### Passage shown
%%

Apache Tika Integration (Planned)
Graviton does not currently ship a Tika module in this repository. This page is a design note for a future integration that enriches ingest with MIME detection, structured metadata, and (optionally) extracted text for indexing.
What it provides
- Detector + parser orchestration: Wraps Tika's detector and parser registries so uploads can be typed before they hit a backend.
- Metadata →
BinaryAttributesbridge: Maps Tika'sMetadatabag into strongly typedBinaryAttributes, separating advertised vs. confirmed keys. - Text extraction stream: Emits UTF-8 text content into a side channel so search indexes can trail ingestion.
- Policy-aware fallback: Short-circuits to "binary only" mode whenever parsing exceeds configured size or time limits; the ingest flow keeps moving.
| Component | Description |
|---|---|
TikaConfig | Pool sizing, parser timeout, excluded media types, and max extracted bytes. |
TikaLayers.live | Bundles detector, parser pool, metrics, and logging wiring into a single ZLayer. |
TikaAttributeMapper | Normalizes metadata keys (content language, author, producer, etc.) into BinaryAttributeKeys. |
TikaTextChannel | Optional sink that receives extracted text chunks for indexing or auditing. |
Supported formats (out of the box)
| Category | Examples |
|---|---|
| Office | DOC/DOCX, PPT/PPTX, XLS/XLSX, ODF |
| PDF & PS | PDF 1.x/2.0, PostScript, XPS |
| Media | JPEG/PNG/GIF, TIFF with embedded metadata, MP3/MP4 container tags |
| Archives | ZIP/JAR, 7z, TAR.GZ (metadata only) |
| Text & markup | HTML/XHTML, Markdown, JSON, XML |
Tika automatically negotiates the correct parser when it can read the full media type. Use the configuration knobs below to restrict or extend this list.

%%

### Extracted records
%%

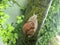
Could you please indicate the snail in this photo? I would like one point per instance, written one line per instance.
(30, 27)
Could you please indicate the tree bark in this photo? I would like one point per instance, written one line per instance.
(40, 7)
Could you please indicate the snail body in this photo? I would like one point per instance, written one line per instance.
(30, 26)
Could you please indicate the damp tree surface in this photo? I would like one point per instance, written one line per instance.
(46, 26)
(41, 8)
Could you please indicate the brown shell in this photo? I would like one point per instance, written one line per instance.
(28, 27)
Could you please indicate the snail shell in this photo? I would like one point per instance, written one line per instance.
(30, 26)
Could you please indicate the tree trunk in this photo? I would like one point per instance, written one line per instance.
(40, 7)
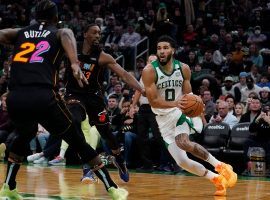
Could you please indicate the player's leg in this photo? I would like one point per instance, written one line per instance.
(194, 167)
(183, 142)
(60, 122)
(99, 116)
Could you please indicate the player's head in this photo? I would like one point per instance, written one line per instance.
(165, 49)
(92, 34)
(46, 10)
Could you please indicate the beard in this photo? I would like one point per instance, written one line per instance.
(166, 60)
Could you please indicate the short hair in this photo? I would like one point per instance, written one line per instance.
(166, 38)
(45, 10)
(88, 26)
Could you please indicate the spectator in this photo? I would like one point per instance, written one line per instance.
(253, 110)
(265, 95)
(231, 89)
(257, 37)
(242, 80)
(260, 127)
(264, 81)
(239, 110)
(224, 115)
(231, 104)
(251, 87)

%%
%%

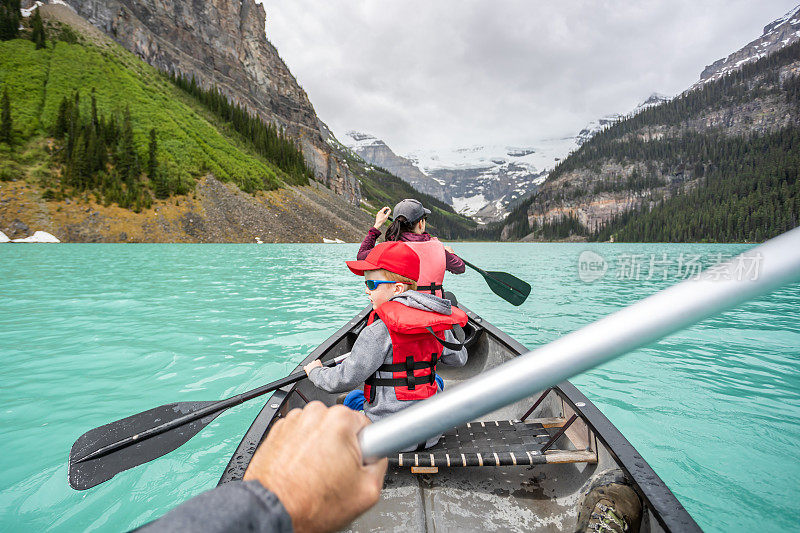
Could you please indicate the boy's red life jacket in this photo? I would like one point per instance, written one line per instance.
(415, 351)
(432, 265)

%%

### Aim
In the Apache Tika integration note, what happens when parsing exceeds the configured size or time limits?

### Result
It short-circuits to "binary only" mode, and the ingest flow keeps moving.